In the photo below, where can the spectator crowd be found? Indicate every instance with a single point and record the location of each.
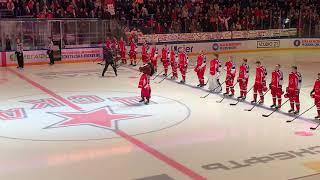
(56, 9)
(176, 16)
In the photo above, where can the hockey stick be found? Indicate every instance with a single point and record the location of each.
(157, 75)
(238, 100)
(275, 110)
(300, 114)
(212, 90)
(255, 105)
(224, 96)
(164, 78)
(314, 128)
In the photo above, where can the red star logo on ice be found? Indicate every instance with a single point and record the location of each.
(102, 117)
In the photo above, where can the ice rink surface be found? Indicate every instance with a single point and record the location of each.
(67, 122)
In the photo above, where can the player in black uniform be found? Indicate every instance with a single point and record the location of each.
(108, 57)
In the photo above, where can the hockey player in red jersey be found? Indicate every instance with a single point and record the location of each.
(173, 63)
(260, 83)
(144, 82)
(144, 53)
(154, 57)
(165, 59)
(214, 83)
(183, 64)
(122, 48)
(114, 45)
(201, 68)
(133, 54)
(243, 79)
(293, 90)
(230, 67)
(108, 43)
(315, 93)
(276, 87)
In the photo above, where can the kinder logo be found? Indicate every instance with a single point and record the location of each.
(268, 44)
(188, 49)
(307, 43)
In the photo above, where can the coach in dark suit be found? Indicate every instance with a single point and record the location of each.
(108, 57)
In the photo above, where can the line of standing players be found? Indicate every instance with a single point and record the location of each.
(180, 60)
(292, 91)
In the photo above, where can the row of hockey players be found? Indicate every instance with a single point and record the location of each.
(260, 86)
(180, 60)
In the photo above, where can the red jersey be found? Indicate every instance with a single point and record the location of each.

------------------------------------------------------------

_Activity:_
Would you print all the entries again exactly, minus any pictures?

_Solution for this exercise:_
In the photo below, where can the spectator crowd be found? Indicate every instance with a single point and record the location of each.
(56, 9)
(176, 16)
In the photo above, where can the hockey stick be found? Indicate every instance with a single point and record the location of each.
(157, 75)
(238, 100)
(275, 110)
(300, 114)
(212, 90)
(255, 105)
(224, 96)
(164, 78)
(314, 128)
In the photo above, where can the red star logo on ice be found? Indicate every instance with a single point and record the location of each.
(102, 117)
In the photo above, where can the ice rink surface be found? Indicate every instance with a single point and record the location of each.
(67, 122)
In the photo above, where can the player in black uniform be found? Indicate every instance with a single point and record the location of each.
(108, 57)
In the photo above, where can the hockey player in red jersey be found? Indicate every instance with a single point and record the location of each.
(173, 63)
(260, 83)
(144, 82)
(144, 53)
(154, 57)
(165, 59)
(214, 83)
(183, 64)
(122, 48)
(114, 45)
(201, 68)
(133, 54)
(243, 79)
(293, 90)
(230, 67)
(108, 43)
(315, 93)
(276, 87)
In the photo above, where can the kinder logo be found? Indicate every instance with a single point and record the location of each.
(268, 44)
(188, 49)
(307, 43)
In the photo above, where can the coach in dark suit be found? Indicate every instance with a single point and record the location of each.
(108, 57)
In the photo above, where can the line of standing players be found? Indicate every instance with a single point and record the location of each.
(180, 60)
(292, 91)
In the photo above, where can the row of hockey players be found? Indicate every instance with a single point and record the location of each.
(260, 86)
(180, 60)
In the photo above, where can the red jersey be found? Indicate every instance with a single point and record the location of each.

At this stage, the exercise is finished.